- WHAT IS EXPECTED
In your copy of the entries, please include no pictures and return every word exactly.

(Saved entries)

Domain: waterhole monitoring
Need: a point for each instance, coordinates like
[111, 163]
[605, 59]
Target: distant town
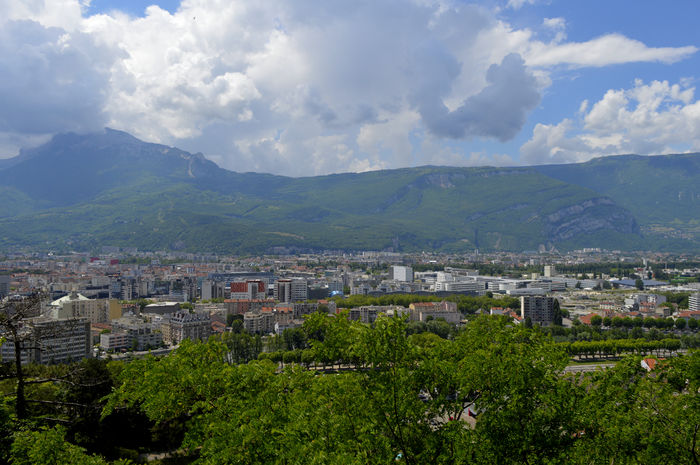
[121, 302]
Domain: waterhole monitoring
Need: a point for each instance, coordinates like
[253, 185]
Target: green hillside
[662, 192]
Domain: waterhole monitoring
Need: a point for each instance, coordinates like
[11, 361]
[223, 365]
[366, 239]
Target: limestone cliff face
[588, 217]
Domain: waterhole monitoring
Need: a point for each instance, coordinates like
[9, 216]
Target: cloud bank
[653, 118]
[296, 88]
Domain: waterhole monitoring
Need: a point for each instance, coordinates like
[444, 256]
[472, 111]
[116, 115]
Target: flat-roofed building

- YOUR RESPONSE
Domain: waterhole monitoring
Need: a point for each instance, coordinates like
[111, 163]
[605, 59]
Target: distant town
[121, 302]
Domain: waterhole monitoring
Need: a point for each instance, coordinates like
[253, 185]
Target: green hillside
[662, 192]
Domain: waterhole monitoring
Need: a point for each instance, coordinates like
[11, 361]
[223, 365]
[366, 239]
Target: limestone cliff face
[588, 217]
Domain: waterhole monitoring
Need: a point for each instance, coordinates like
[9, 216]
Target: cloud bank
[653, 118]
[296, 88]
Domain: waterhole monitoring
Need: a point for each instance, coordinates like
[444, 256]
[472, 111]
[116, 115]
Target: flat-roofed building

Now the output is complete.